▶ [To do]:
Reproduce every item below verbatim, changing nothing.

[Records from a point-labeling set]
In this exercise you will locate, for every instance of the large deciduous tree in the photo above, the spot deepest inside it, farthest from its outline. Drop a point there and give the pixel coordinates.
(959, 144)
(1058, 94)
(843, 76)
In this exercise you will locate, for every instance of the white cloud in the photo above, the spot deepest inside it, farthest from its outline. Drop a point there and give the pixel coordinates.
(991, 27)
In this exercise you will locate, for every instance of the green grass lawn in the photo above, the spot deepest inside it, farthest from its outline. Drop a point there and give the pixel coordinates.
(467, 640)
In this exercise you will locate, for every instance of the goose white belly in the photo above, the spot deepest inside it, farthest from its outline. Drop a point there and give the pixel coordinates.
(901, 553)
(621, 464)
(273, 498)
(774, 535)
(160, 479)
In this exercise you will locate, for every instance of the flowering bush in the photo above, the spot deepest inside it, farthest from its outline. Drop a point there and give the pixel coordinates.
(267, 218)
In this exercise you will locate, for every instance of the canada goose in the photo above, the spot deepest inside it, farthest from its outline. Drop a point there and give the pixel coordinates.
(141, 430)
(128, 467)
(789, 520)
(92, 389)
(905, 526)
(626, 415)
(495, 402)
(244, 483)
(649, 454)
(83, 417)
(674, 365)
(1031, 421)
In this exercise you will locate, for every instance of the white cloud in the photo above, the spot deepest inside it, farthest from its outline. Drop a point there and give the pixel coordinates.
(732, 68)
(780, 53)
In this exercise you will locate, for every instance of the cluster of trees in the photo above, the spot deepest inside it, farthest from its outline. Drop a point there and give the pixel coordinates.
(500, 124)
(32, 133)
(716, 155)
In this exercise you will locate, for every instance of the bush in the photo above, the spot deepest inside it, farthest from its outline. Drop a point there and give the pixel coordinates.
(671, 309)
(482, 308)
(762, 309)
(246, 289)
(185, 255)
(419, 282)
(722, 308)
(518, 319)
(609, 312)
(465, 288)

▶ [Exercise response]:
In this exercise you will locate, for every instance of the large deciduous tree in the photo above, the spot deepest inside it, farthest from its outline. Drop a point there and give the pixel coordinates.
(959, 144)
(1058, 94)
(843, 76)
In this exercise you will locate, for every instance of the white cloud in the photo above, the spot deepest inside it, farthest from its outline. Drop a point there and give the pixel coordinates.
(991, 27)
In this exercise you will locate, for every instance of the green grass lawn in the photo above, the spot deepest inside it, farthest from its outline. Drop a point there and give the pixel coordinates.
(467, 640)
In this exercise you will locate, for every instance of the goose white belly in the photo above, the spot deepest inside it, farthest from its outline. Drop a point there and give the pixel coordinates.
(901, 553)
(621, 464)
(273, 498)
(774, 535)
(160, 479)
In this exercise you will locate, for every instance of the flowering bush in the photo above, the spot deepest inside it, farthest from its outline. Drop a point there and give the pixel coordinates.
(267, 218)
In this exercise you will locate, for every instance of the canada goose in the photo above, the spot deepest inside it, farthest from its outline. Drop a point there and give the pixel coordinates.
(141, 430)
(128, 467)
(789, 520)
(92, 389)
(905, 526)
(626, 415)
(495, 402)
(244, 483)
(649, 454)
(83, 417)
(674, 365)
(1031, 421)
In this exercise you will locate, for every instance of the white cloud in the photo above, the spot deepest inside it, farthest from its outline. Drop a point there and give the pixel coordinates.
(732, 68)
(780, 53)
In this exercise you will locate, for every instance of the cluster of trees in the photo above, the spot deepest inside it, farthest from its outline. Drop a point there and give the pixel coordinates.
(500, 124)
(32, 133)
(716, 155)
In this exercise you will locate, for every instance of the bush in the photo above, the spot deepest inside it, farthest from its outline. Drop a point there and give the pixel coordinates.
(671, 309)
(482, 308)
(762, 309)
(246, 289)
(185, 255)
(419, 282)
(722, 308)
(518, 319)
(609, 312)
(465, 288)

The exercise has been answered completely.